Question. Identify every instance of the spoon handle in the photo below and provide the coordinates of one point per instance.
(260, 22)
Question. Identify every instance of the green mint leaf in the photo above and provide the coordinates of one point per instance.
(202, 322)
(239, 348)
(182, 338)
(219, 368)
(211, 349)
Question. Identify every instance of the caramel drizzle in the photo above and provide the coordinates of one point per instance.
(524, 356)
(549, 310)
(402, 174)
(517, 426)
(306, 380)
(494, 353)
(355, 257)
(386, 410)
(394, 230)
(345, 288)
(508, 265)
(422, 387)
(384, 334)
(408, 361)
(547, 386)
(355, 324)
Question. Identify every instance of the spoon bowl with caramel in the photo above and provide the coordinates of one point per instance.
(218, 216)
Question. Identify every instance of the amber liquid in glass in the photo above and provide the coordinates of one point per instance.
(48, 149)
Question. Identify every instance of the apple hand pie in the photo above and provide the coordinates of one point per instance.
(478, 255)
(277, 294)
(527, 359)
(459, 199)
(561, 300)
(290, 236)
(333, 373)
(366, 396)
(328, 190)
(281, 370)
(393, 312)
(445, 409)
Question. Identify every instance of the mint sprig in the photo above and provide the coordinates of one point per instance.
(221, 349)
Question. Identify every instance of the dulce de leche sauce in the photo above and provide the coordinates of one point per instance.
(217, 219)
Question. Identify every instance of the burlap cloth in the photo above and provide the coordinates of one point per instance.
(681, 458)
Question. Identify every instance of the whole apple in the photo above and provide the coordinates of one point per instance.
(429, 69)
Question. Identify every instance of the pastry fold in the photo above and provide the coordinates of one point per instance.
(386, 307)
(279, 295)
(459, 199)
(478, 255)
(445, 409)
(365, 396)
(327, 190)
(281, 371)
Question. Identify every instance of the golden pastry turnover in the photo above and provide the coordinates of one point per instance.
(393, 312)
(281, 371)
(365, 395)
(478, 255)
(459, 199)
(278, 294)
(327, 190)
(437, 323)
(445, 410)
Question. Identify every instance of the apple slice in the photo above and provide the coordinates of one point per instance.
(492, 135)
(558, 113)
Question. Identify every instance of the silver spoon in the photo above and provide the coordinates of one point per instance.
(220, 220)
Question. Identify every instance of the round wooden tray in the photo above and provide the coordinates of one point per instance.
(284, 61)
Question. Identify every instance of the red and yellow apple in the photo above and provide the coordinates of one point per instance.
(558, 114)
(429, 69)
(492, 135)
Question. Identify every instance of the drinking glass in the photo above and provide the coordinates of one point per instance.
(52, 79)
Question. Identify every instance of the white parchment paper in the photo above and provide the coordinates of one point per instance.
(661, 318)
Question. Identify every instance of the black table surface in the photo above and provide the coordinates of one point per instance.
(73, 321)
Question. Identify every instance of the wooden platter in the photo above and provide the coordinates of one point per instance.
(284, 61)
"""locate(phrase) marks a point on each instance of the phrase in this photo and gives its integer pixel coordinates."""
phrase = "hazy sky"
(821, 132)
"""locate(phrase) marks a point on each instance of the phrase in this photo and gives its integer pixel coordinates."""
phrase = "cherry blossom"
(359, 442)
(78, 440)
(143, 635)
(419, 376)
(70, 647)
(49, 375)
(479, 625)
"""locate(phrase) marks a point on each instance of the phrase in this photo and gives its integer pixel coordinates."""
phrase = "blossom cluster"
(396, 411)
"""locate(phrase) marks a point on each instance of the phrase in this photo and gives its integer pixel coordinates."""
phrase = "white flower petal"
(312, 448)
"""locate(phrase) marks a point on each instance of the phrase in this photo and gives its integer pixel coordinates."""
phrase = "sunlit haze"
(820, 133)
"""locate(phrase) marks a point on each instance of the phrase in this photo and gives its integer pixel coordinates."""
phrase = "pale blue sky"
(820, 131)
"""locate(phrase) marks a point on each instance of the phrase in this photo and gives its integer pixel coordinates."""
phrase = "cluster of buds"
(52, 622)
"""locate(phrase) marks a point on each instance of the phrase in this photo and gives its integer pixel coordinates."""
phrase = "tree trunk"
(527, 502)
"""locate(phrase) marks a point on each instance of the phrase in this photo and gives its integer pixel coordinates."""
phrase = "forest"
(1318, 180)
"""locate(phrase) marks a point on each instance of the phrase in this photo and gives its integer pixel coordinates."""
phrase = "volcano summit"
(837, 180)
---------------
* _GOAL OF THE EXERCISE_
Return the full listing unchanged.

* _TASK ANSWER_
Question. Identify every instance of the spoon handle in the photo below and provide the coordinates of one point per instance.
(260, 22)
Question. Identify every instance of the green mint leaf in the photo above and provide the coordinates of one point per instance.
(202, 322)
(239, 348)
(182, 338)
(219, 368)
(211, 349)
Question. Identify every instance of the caramel drizzle in the photo above and provide the coordinates of one point per instance.
(524, 356)
(549, 310)
(402, 174)
(517, 426)
(306, 380)
(494, 353)
(355, 257)
(386, 410)
(394, 230)
(345, 288)
(508, 265)
(422, 387)
(384, 334)
(408, 361)
(547, 386)
(355, 324)
Question. Identify every instance of the spoon bowl with caramel in the photo above and provide the coordinates of one point per instance.
(218, 216)
Question. Identify every instance of the amber liquid in glass in the photo above and provide the coordinates of one point per instance.
(48, 149)
Question. Identify every instance of the apple hand pie in the photo above and provide the coordinates of one point per instance.
(478, 255)
(277, 294)
(527, 359)
(459, 199)
(561, 300)
(290, 236)
(333, 373)
(366, 396)
(328, 190)
(281, 370)
(393, 312)
(445, 409)
Question. Identify every instance of the mint sprig in the photo above and provide the coordinates of one point per instance.
(221, 349)
Question. Identify every instance of the dulce de leche sauce in the photo above and provide the coordinates of one point per instance.
(217, 219)
Question. Identify every instance of the burlap cloth in the photo above and provide the coordinates of one point per instance.
(681, 458)
Question. Identify every instance of the whole apple in the photo above and provide the coordinates of one point per instance.
(429, 69)
Question. Identify every instance of the pastry fold in the photo above and provide the coordinates of one point per instance.
(386, 307)
(279, 295)
(459, 199)
(478, 255)
(445, 409)
(365, 396)
(327, 190)
(281, 371)
Question. Identify every instance of the golden pastry turnover in the photo above and provide the coordinates of one point per instance.
(393, 312)
(281, 371)
(365, 395)
(478, 255)
(459, 199)
(278, 294)
(327, 190)
(437, 323)
(445, 410)
Question. Identify every instance of the apple slice in the photo above and provide the coordinates of one point per instance.
(492, 135)
(558, 113)
Question. Identify every instance of the silver spoon in the photo above and provide the coordinates of one point per instance.
(220, 220)
Question. Identify every instance of the round wooden tray in the photo above and provide the coordinates of one point per instance.
(284, 61)
Question. Identify every instance of the red and yellow apple in the photo above and provide the coordinates of one point per instance.
(558, 114)
(429, 69)
(492, 135)
Question. Identify every instance of the drinking glass in the photo above and provide the coordinates of one point per instance.
(52, 79)
Question. Identify every instance of the white parchment paper in the photo above and provide the coordinates of one point per instance.
(661, 318)
Question. Identify every instance of the black table surface in the photo above and provide the coordinates of one point per instance.
(73, 321)
Question. Identify every instance of the wooden platter in the photo above and provide the coordinates of one point per instance.
(284, 61)
"""locate(phrase) marks a point on each instance of the phrase in this photo and gives its integer pixel coordinates."""
phrase = "hazy sky"
(821, 132)
"""locate(phrase) marks a point on each instance of the phrase in this photo and gives its integer pixel coordinates."""
phrase = "cherry blossom"
(359, 442)
(78, 440)
(143, 635)
(419, 376)
(70, 647)
(49, 375)
(479, 625)
"""locate(phrase) marks a point on each instance of the phrase in this photo and gives its integer pixel coordinates."""
phrase = "blossom cluster"
(396, 411)
"""locate(phrase) marks a point on each instance of the phrase in this photo and gives its integer pixel coordinates."""
phrase = "white flower petal"
(312, 448)
"""locate(phrase) marks a point on each instance of the phrase in this photo and gives its integer pixel coordinates."""
phrase = "sunlit haze"
(820, 133)
"""locate(phrase) marks a point on each instance of the phrase in this photo and gives its integer pixel coordinates."""
phrase = "pale blue sky"
(820, 131)
"""locate(phrase) marks a point on each instance of the phrase in this photo and gives its integer pixel coordinates."""
phrase = "cluster of buds"
(52, 622)
"""locate(phrase) marks a point on each instance of the phrase in this photo and gives its integer pixel coordinates."""
phrase = "tree trunk"
(527, 502)
"""locate(phrase) marks a point on each instance of the phrase in this photo and gives its integer pixel coordinates."""
phrase = "forest"
(1318, 180)
"""locate(phrase) marks a point on each instance of the phrase in this photo and gives its integer pixel coordinates."""
phrase = "volcano summit"
(837, 180)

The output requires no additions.